» **Task statement**
Reproduce the rows below word for word, from the first line up to and including the line with "<point>97,203</point>". Leave the pictures out of your copy.

+ + + +

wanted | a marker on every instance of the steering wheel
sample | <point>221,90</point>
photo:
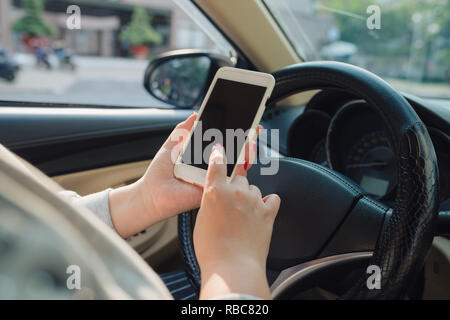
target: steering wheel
<point>326,222</point>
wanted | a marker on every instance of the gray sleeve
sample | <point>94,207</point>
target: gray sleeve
<point>97,203</point>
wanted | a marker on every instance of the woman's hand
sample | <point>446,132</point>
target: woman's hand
<point>158,195</point>
<point>232,233</point>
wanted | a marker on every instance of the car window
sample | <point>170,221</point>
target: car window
<point>94,52</point>
<point>407,42</point>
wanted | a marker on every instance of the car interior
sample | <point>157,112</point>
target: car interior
<point>364,175</point>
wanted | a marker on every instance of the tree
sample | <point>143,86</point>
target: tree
<point>32,23</point>
<point>139,31</point>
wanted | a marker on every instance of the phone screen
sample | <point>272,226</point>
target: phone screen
<point>232,105</point>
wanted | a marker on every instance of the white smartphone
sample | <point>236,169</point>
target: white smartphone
<point>234,103</point>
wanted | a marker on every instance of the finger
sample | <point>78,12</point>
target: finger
<point>272,203</point>
<point>256,191</point>
<point>241,181</point>
<point>217,168</point>
<point>181,131</point>
<point>250,154</point>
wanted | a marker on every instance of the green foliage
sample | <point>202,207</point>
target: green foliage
<point>139,31</point>
<point>394,37</point>
<point>32,23</point>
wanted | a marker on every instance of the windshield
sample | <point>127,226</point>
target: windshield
<point>407,42</point>
<point>94,52</point>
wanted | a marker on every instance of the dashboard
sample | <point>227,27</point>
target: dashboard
<point>344,133</point>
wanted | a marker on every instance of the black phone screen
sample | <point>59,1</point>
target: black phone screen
<point>230,110</point>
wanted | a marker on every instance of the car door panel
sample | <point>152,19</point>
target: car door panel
<point>91,149</point>
<point>66,140</point>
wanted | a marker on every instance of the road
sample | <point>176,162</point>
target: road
<point>104,81</point>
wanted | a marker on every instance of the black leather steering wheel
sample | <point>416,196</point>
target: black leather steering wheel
<point>325,219</point>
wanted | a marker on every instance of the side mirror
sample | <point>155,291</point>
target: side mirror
<point>181,78</point>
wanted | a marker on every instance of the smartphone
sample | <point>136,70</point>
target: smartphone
<point>233,105</point>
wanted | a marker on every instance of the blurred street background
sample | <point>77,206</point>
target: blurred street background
<point>103,62</point>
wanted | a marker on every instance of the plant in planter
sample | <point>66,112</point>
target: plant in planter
<point>139,34</point>
<point>33,25</point>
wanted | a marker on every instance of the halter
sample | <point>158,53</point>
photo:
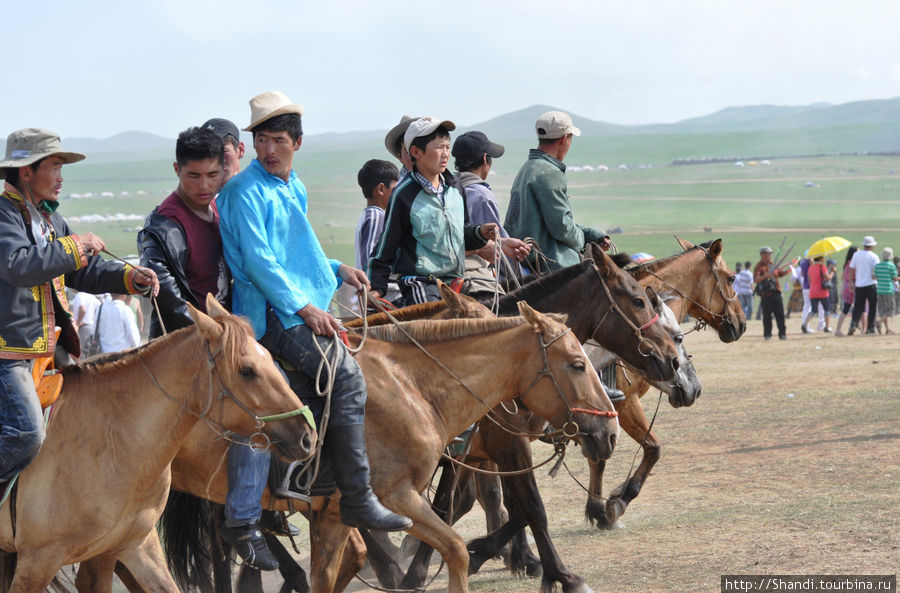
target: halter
<point>717,285</point>
<point>570,428</point>
<point>613,306</point>
<point>258,440</point>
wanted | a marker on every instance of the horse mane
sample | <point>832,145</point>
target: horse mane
<point>409,313</point>
<point>234,328</point>
<point>431,331</point>
<point>540,287</point>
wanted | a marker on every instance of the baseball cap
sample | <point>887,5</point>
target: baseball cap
<point>424,126</point>
<point>222,127</point>
<point>555,124</point>
<point>475,144</point>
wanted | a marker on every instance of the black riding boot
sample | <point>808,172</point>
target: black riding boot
<point>346,448</point>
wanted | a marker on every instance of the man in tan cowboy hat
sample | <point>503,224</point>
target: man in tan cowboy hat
<point>41,257</point>
<point>283,283</point>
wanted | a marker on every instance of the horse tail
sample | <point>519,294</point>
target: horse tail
<point>185,532</point>
<point>8,563</point>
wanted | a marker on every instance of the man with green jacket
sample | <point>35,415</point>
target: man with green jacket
<point>539,204</point>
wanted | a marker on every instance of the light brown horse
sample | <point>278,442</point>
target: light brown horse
<point>414,408</point>
<point>700,284</point>
<point>101,479</point>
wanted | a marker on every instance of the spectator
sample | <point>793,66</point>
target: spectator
<point>847,291</point>
<point>863,265</point>
<point>766,277</point>
<point>885,276</point>
<point>743,286</point>
<point>820,281</point>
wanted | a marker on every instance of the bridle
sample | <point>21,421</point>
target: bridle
<point>613,306</point>
<point>717,284</point>
<point>259,439</point>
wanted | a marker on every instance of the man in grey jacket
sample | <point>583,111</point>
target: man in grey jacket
<point>539,203</point>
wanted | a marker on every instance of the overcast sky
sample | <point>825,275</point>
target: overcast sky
<point>96,68</point>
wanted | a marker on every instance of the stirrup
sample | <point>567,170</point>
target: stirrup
<point>283,489</point>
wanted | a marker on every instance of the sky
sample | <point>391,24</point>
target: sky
<point>96,68</point>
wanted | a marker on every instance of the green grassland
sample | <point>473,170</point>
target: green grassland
<point>801,198</point>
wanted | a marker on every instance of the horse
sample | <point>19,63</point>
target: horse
<point>99,483</point>
<point>415,408</point>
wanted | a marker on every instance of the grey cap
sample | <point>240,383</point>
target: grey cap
<point>28,145</point>
<point>555,124</point>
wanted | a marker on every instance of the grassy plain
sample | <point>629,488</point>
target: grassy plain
<point>802,199</point>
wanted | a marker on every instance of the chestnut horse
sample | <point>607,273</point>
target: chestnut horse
<point>100,481</point>
<point>415,408</point>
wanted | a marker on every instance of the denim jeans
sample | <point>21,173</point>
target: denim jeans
<point>296,346</point>
<point>21,420</point>
<point>248,470</point>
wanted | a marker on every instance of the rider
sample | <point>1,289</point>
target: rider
<point>283,283</point>
<point>41,257</point>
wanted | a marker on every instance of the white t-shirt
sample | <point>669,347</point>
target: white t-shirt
<point>118,328</point>
<point>863,264</point>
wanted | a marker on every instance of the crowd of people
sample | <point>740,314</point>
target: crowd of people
<point>244,236</point>
<point>867,290</point>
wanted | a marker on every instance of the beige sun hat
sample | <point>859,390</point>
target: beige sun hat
<point>395,135</point>
<point>268,105</point>
<point>28,145</point>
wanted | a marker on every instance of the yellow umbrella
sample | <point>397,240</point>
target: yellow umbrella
<point>827,246</point>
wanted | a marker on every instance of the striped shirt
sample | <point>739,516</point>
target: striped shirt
<point>885,272</point>
<point>368,232</point>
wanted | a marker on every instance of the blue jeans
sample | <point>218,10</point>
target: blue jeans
<point>296,346</point>
<point>21,420</point>
<point>248,470</point>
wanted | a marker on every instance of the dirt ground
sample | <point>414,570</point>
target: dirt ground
<point>789,463</point>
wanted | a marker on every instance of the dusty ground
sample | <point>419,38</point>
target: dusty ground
<point>789,463</point>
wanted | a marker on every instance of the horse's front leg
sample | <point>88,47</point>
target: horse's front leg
<point>635,423</point>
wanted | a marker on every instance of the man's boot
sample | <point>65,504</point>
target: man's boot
<point>346,448</point>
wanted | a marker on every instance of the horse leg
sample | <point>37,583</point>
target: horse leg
<point>634,422</point>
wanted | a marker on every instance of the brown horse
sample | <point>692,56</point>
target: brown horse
<point>100,481</point>
<point>414,408</point>
<point>701,285</point>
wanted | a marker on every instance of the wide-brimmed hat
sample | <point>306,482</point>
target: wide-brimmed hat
<point>555,124</point>
<point>474,145</point>
<point>29,145</point>
<point>395,135</point>
<point>268,105</point>
<point>424,126</point>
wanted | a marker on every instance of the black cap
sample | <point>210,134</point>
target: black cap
<point>222,127</point>
<point>473,145</point>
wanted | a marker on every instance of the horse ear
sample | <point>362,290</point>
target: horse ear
<point>685,244</point>
<point>655,301</point>
<point>214,307</point>
<point>534,319</point>
<point>207,327</point>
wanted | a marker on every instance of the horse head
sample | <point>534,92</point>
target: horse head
<point>255,398</point>
<point>573,398</point>
<point>718,305</point>
<point>627,324</point>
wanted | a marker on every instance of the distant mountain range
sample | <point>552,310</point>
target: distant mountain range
<point>860,126</point>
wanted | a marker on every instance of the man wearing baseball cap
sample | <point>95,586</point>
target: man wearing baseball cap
<point>865,289</point>
<point>41,256</point>
<point>766,276</point>
<point>539,203</point>
<point>283,283</point>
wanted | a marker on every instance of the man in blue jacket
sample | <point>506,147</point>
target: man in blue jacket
<point>283,282</point>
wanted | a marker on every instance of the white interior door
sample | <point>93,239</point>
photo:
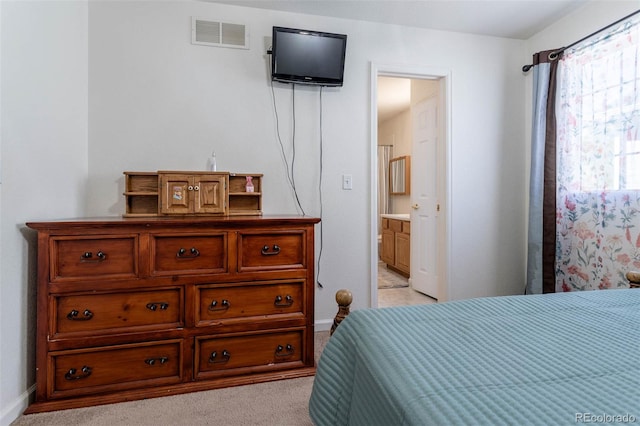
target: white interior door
<point>424,198</point>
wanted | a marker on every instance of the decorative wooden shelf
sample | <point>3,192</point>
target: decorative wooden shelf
<point>143,197</point>
<point>141,194</point>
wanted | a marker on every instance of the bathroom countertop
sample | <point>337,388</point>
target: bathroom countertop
<point>398,216</point>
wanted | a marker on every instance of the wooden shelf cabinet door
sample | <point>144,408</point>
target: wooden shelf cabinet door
<point>193,194</point>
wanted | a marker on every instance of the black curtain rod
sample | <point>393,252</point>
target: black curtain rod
<point>526,68</point>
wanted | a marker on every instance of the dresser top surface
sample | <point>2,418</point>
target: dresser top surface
<point>179,221</point>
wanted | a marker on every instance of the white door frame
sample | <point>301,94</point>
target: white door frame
<point>416,72</point>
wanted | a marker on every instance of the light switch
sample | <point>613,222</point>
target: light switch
<point>347,182</point>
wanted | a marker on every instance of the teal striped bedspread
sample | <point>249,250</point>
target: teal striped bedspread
<point>555,359</point>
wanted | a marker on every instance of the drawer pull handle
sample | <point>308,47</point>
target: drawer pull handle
<point>213,307</point>
<point>288,301</point>
<point>289,349</point>
<point>152,306</point>
<point>71,374</point>
<point>226,356</point>
<point>86,315</point>
<point>87,256</point>
<point>266,252</point>
<point>161,360</point>
<point>182,253</point>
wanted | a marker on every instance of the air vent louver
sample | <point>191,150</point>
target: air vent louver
<point>220,34</point>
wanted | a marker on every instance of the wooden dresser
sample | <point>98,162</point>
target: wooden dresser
<point>396,244</point>
<point>132,308</point>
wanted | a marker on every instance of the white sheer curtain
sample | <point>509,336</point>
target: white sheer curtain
<point>598,161</point>
<point>385,153</point>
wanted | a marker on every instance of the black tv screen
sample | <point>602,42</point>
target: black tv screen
<point>307,57</point>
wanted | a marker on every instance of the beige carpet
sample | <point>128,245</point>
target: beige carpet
<point>279,403</point>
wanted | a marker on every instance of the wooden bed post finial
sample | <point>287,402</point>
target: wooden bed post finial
<point>344,299</point>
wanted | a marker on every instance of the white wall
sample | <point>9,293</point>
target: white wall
<point>44,163</point>
<point>158,102</point>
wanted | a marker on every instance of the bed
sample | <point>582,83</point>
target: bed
<point>556,359</point>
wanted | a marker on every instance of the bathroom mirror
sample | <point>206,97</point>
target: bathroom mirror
<point>399,175</point>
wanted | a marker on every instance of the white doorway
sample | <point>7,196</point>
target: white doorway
<point>438,237</point>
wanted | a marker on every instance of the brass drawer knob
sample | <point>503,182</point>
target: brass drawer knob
<point>213,306</point>
<point>270,252</point>
<point>225,357</point>
<point>86,315</point>
<point>71,374</point>
<point>288,301</point>
<point>87,256</point>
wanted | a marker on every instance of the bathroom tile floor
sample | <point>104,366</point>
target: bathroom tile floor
<point>400,296</point>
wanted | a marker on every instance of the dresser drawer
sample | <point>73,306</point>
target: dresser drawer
<point>239,354</point>
<point>260,299</point>
<point>189,253</point>
<point>89,371</point>
<point>97,313</point>
<point>94,257</point>
<point>271,250</point>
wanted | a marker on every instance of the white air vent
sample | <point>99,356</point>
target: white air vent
<point>220,34</point>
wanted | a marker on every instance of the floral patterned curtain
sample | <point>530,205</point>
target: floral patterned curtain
<point>598,161</point>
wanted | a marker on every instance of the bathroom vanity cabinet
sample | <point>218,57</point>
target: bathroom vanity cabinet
<point>396,243</point>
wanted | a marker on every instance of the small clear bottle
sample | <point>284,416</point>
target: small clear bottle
<point>212,162</point>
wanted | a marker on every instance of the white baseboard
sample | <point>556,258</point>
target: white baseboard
<point>12,411</point>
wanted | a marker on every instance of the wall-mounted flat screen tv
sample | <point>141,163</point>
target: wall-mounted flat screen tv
<point>307,57</point>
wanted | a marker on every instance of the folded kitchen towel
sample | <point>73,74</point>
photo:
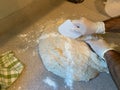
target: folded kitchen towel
<point>10,69</point>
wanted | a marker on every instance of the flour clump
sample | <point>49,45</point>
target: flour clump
<point>68,58</point>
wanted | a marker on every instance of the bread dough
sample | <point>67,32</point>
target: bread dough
<point>69,58</point>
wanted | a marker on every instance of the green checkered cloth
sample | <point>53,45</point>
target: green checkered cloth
<point>10,69</point>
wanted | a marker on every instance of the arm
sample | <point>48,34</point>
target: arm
<point>113,61</point>
<point>112,58</point>
<point>112,25</point>
<point>89,27</point>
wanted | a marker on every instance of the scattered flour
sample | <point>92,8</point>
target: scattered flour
<point>50,82</point>
<point>69,73</point>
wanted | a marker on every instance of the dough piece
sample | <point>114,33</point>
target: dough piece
<point>69,58</point>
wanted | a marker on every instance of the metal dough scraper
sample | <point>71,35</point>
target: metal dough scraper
<point>67,29</point>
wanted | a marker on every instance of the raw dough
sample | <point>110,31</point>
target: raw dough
<point>69,58</point>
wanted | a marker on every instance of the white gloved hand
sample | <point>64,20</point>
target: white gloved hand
<point>99,46</point>
<point>86,26</point>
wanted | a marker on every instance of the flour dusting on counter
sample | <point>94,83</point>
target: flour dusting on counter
<point>50,82</point>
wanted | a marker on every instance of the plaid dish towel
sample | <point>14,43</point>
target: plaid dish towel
<point>10,69</point>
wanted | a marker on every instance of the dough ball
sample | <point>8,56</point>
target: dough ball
<point>66,57</point>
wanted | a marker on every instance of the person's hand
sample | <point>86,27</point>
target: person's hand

+ + + +

» **Solution for this exercise**
wanted | a marker on every instance of the steering wheel
sample | <point>221,90</point>
photo:
target: steering wheel
<point>326,222</point>
wanted | a marker on every instance of the gray sleeve
sample | <point>94,207</point>
target: gray sleeve
<point>97,203</point>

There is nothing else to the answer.